TEXT EXCERPT
— BEGIN —

Ecumenism in a Multi-Religious Context

By Kilaini, Method | The Ecumenical Review, July 2001 | Go to article overview

Ecumenism in a Multi-Religious Context

Kilaini, Method, The Ecumenical Review

Africa is a land of promise but also a land of missed opportunities. It is a highly fragmented land, ethnically, religiously and economically. Its great enemy is lack of unity with mutual understanding and respect. The last two hundred years were full of strife, either self-inflicted or imposed by others as a means of domination. The salvation of Africa lies in the creation of a new culture of unity, love, dialogue and mutual respect -- socially, religiously and economically. In the past religion has not always healed the wounds -- on the contrary, it was sometimes the cause of them.

As we enter the 21st century, a century of globalization where the world becomes one big village, religion has a duty to make the world a place humanly worthy of living in, first of all by preaching love and peace to its followers.

The religious map of Africa today

Africa has three main religious affiliations: the traditional or ethnic religions, Islam and Christianity. The other religions constitute less than 3 percent of the African population. Religious peace depends on the way in which these three affiliations relate internally and externally. In speaking of Africa there is the danger of considering it as one homogenous entity. In fact different countries, and sometimes parts of the same country, differ due to their geographical position, language, history, religion and economic situation.

The African Traditional Religions (ATR): Though the ATR are the oldest, they are mostly unorganized. They are the fishing ground of the other two religious groups, and continually on the decline: in 1900 they were 58 percent of the population, in 1950 26.9 percent and in 2000 only 11.5 percent. It is estimated that in 2025 they will have declined to 9.2 percent. They have, though, a strong presence in some countries such as Guinea Bissau, Sierra Leone, Benin, Mozambique, Ivory Coast and Madagascar. Yet though they are declining in numbers, many adherents of the two major religions still syncretize their faith with traditional beliefs. A number of Christian sects attract people by mixing traditional beliefs and ceremonies with Christian faith -- so much so that one wonders whether they are Christian or members of traditional religions. Nevertheless, Christian churches have to study the elements of traditional religions if they are to be effective in evangelization.

— END —

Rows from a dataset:
— BEGIN —

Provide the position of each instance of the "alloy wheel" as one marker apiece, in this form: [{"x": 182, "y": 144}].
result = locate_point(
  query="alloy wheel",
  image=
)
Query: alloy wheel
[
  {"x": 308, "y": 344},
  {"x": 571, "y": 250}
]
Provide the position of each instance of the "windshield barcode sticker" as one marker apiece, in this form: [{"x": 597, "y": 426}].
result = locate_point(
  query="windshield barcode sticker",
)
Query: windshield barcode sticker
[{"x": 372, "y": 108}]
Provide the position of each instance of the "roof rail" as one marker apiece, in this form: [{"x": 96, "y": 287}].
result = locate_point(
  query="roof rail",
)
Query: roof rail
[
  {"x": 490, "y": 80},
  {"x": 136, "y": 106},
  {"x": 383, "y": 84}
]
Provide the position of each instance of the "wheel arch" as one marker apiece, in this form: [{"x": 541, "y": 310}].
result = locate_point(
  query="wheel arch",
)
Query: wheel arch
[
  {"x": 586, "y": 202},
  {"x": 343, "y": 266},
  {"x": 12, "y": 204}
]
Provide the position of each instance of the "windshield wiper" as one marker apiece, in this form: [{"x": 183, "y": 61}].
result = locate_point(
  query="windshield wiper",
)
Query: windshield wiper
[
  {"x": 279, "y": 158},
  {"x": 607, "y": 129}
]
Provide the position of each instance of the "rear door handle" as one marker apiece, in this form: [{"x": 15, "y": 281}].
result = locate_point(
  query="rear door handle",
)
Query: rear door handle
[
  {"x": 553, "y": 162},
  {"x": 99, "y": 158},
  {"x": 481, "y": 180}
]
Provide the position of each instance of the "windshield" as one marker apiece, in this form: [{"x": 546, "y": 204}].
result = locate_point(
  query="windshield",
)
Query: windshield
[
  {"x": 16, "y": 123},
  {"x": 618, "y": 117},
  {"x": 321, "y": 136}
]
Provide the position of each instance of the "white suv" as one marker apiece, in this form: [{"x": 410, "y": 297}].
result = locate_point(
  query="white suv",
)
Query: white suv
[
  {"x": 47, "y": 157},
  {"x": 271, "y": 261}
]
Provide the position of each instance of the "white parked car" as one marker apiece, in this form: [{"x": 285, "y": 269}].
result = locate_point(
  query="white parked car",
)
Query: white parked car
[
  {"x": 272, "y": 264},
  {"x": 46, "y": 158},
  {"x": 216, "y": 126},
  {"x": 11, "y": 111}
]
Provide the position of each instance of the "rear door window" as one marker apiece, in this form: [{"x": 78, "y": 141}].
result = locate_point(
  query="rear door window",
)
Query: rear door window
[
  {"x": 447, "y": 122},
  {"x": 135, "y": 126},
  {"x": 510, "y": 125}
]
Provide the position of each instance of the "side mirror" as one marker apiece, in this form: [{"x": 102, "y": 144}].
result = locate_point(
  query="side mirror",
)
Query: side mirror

— END —

WHAT YOU NEED TO DO
Resume the article on ecumenism in Africa's multi-religious setting, starting after its final sentence, and write the next paragraph.

EXERCISE RESPONSE
Islam: This is the next oldest in terms of a wide presence in Africa. It has been in touch with Africa for more than a thousand years. In some countries of the Sahara it is already an indigenous religion. Over the last one hundred years, Islam has had a steady growth (though mostly in consolidating Muslim areas rather than Islamizing new areas). In 1900 Muslims constituted 32 percent of Africa's population; in 1950 they had increased to 37.3 percent and in the year 2000 they were 40.3 percent of the population. It is feared by some that by 2025, though they will have increased in absolute numbers, their percentage will drop to 39.23 percent. Almost all of North Africa and its immediate neighbours including Morocco, Algeria, Tunisia, Libya, Egypt, Sudan, Senegal, Gambia, Somalia, Niger, Mali and Mauritania, are Muslim.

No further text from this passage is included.